Reading text
□ □ □
The lack of a globally uniform set of sharia guidelines sometimes also results in differences of opinion among scholars who rule on compliance within sharia law.”That is why we went to the FIQH Council of North America. They are trying to interpret Islam for North Americans, which may be different than how Saudi Arabians invest. This is allowed,” said Nick Kaiser, president of Saturn Capital and portfolio manager of the Amana funds based in Bellingham, Washington.

However, Kaiser himself gave a somewhat different story when interviewed by the Washington Post in 2005:

Kaiser said he was approached in 1984 by the North American Islamic Trust, a Burr Ridge, Ill.-based group that oversees assets of the society, the Muslim Students Association of the U.S. and Canada, and other organizations. ‘I had no idea about Islamic funds then,’ he said. Two years later, after working with the trust’s directors and the council’s scholars to form an investment strategy based on Islamic law, he helped start the Amana Mutual Trust Fund. He screened 3,700 companies at the direction of Fiqh Council of North America in Leesburg, an advisory board of the Islamic Society.
□ □ □
Recorded information

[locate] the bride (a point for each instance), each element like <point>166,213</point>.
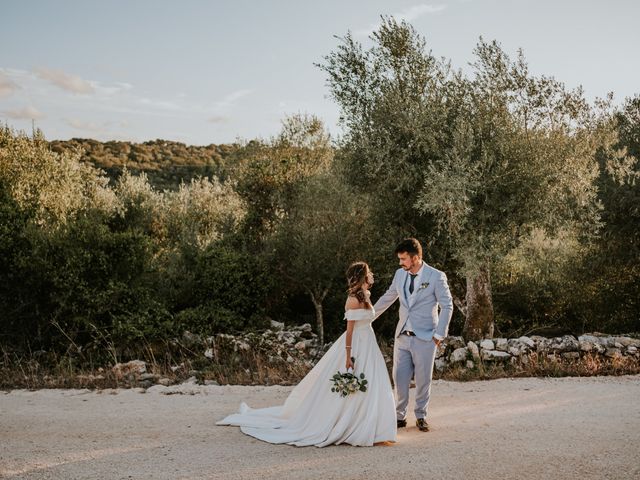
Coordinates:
<point>313,414</point>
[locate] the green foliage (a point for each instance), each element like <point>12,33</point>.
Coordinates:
<point>166,164</point>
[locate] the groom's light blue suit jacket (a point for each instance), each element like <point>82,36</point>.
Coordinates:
<point>430,290</point>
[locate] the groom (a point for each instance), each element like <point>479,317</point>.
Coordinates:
<point>420,330</point>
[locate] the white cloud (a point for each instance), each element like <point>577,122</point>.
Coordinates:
<point>230,99</point>
<point>68,82</point>
<point>26,113</point>
<point>219,119</point>
<point>84,125</point>
<point>408,14</point>
<point>7,86</point>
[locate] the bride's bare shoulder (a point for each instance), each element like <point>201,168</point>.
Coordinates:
□ □ □
Directions
• 1. In the reading text on the Amana funds, what year was Kaiser approached by the North American Islamic Trust?
• 2. Repeat the reading text on the Amana funds between "However, Kaiser himself" and "the Islamic Society.", inclusive.
• 3. Go on with the reading text on the Amana funds, picking up after its final sentence.

The replies
• 1. 1984

• 2.
However, Kaiser himself gave a somewhat different story when interviewed by the Washington Post in 2005:

Kaiser said he was approached in 1984 by the North American Islamic Trust, a Burr Ridge, Ill.-based group that oversees assets of the society, the Muslim Students Association of the U.S. and Canada, and other organizations. ‘I had no idea about Islamic funds then,’ he said. Two years later, after working with the trust’s directors and the council’s scholars to form an investment strategy based on Islamic law, he helped start the Amana Mutual Trust Fund. He screened 3,700 companies at the direction of Fiqh Council of North America in Leesburg, an advisory board of the Islamic Society.

• 3.
Both the North American Islamic Trust and the Fiqh Council are part of the Islamic Society of North America which, in turn, is part of the U.S. Muslim Brotherhood and which has ties to Saudi Arabia. Furthermore, a 1985 economics journal reported that Amana was actually established by Jamal Barzinji, a long-time Amana trustee who was one of the founders of the Fiqh Council and who is also tied to Saudi Arabian financial sources through the now defunct SAAR Corporation. In other words, rather than employing the Fiqh Council because of its alleged independence, Amana and the Fiqh Council were founded by the same individual and both are part of the U.S Muslim Brotherhood and tied to Saudi Arabia. It should also be noted that the members of the Fiqh Council themselves are linked to the Muslim Brotherhood and/or Saudi Arabia and the Council maintains a relationship with other similar bodies including the Islamic Fiqh Academy in Saudi Arabia.